In the alternative, the government argues that Hernandez has failed to exhaust his administrative remedies. Under former section 106(a)(c), review of an order of deportation was barred if, inter alia, “the alien has not exhausted the administrative remedies available to him as of right․” 8 U.S.C. § 1105a(c). The government appears to rely both on Hernandez' past failure to utilize available remedies and on his present pending motion to reopen. It is useful to treat past and present remedies separately.
Starting with the past, at one time Hernandez did have at least two remedies as of right, namely, briefing a timely appeal to the Board and moving to reopen by September 30, 1996, 8 C.F.R. § 3.2(c)(2) (2000). Sometimes courts do talk of “failure to exhaust” past remedies that are no longer available, meaning either that the party did not seek the agency remedy at all or did not make a particular argument. E.g., Roman-Martinez v. Runyon, 100 F.3d 213, 220 (1st Cir.1996). These are essentially arguments that a claim or contention has been waived or forfeited-which is quite different than saying that there is an existing agency remedy that should be invoked before turning to the courts.
However labeled, the government's objection based on now-forgone remedies essentially overlaps, in this case, with the “merits.” Hernandez' central claim in the district court was that counsel's failure seriously to pursue an appeal to the Board, and his failure entirely to appeal to this court, created a constitutional defect. If this were so-and we will return to the merits shortly-it would be very odd to say that counsel's unconstitutional conduct created a waiver, forfeit, or failure to exhaust that prevented his client from ever litigating that issue. The same is true of the failure to move to reopen within the time limits.
This brings us back to the pending motion before the Board. This is not a remedy “as of right” under former section 106(a)(6), because Hernandez' motion to reopen was filed long after the time period for such motions. 8 C.F.R. § 3.2(c)(2) (2000). But to the extent that the Board does provide currently available remedies as a matter of grace, a court is free to require exhaustion of such remedies-not because of any jurisdictional objection or statutory command but simply because it makes sense. See McCarthy v. Madigan, 503 U.S. 140, 144, 112 S.Ct. 1081, 117 L.Ed.2d 291 (1992); Davis, Administrative Law § 15.2 (3d ed.1994).

CHALLENGE A — In the court opinion excerpt, by what date could Hernandez have moved to reopen as of right?

DATA ROWS —
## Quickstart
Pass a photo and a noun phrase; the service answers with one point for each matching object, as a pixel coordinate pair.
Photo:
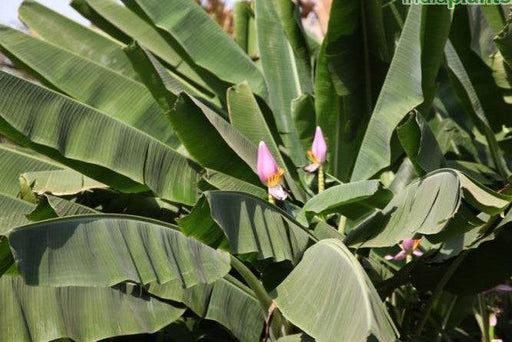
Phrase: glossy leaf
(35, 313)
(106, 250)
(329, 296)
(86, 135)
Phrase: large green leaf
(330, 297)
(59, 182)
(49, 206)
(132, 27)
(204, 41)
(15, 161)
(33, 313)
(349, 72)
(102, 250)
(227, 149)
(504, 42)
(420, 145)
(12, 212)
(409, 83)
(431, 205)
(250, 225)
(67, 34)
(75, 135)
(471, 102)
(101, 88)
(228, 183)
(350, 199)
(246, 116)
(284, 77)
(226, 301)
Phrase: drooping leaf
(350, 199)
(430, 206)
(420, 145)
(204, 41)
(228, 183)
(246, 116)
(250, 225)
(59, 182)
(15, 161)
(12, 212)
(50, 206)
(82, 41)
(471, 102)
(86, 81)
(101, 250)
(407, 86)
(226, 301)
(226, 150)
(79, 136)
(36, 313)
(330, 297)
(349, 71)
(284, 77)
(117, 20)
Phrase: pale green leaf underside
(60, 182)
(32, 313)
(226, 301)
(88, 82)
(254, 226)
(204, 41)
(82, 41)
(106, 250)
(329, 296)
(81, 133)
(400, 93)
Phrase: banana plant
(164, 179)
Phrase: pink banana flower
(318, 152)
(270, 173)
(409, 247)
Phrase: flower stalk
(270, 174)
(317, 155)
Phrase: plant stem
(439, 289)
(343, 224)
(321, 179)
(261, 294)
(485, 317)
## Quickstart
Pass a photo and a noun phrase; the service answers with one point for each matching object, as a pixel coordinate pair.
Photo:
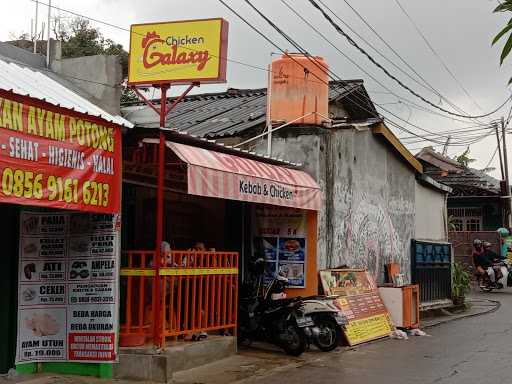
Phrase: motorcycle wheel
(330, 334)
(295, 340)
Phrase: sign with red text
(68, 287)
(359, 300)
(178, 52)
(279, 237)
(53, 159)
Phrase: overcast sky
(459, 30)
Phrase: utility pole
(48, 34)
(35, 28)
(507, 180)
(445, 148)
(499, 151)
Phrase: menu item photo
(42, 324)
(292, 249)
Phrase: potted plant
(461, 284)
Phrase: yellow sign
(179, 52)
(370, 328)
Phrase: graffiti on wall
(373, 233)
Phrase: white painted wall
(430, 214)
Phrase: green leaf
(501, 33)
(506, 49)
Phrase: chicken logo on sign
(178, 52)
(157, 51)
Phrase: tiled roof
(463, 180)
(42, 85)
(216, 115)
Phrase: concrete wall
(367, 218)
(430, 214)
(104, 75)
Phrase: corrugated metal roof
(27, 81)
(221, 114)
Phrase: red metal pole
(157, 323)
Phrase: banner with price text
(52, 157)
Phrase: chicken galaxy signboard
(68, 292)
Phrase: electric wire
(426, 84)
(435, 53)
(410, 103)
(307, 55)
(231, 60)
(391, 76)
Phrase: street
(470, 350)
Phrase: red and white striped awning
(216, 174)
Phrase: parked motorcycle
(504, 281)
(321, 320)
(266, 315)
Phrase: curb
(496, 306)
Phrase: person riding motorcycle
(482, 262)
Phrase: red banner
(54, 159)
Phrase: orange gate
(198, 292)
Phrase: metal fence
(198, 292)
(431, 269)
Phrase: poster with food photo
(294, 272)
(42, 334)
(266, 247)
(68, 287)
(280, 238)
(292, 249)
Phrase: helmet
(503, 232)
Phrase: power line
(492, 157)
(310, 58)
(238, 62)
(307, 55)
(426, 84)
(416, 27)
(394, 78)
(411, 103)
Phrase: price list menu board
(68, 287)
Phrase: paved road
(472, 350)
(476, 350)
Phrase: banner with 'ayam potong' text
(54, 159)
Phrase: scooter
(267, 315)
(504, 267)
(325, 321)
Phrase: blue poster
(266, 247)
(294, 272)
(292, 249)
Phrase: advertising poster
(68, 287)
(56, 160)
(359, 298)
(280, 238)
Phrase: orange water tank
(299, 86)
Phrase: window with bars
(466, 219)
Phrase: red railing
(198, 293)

CHALLENGE B — Arrange the listing as a two-column CSV with the columns phrase and points. Begin at the line that contains "Phrase: blue poster" and continue through the end of the listing, writing one row per phrase with each field quoted and line breaks replaced by spaces.

TASK ANSWER A — September 30, 1996.

TASK ANSWER B —
phrase,points
"Phrase: blue poster","(266, 247) (294, 272) (292, 249)"
"Phrase: advertising poster","(68, 287) (56, 160) (359, 298) (280, 238)"
"Phrase: orange water tank","(299, 86)"
"Phrase: window with bars","(466, 219)"
"Phrase: red railing","(198, 293)"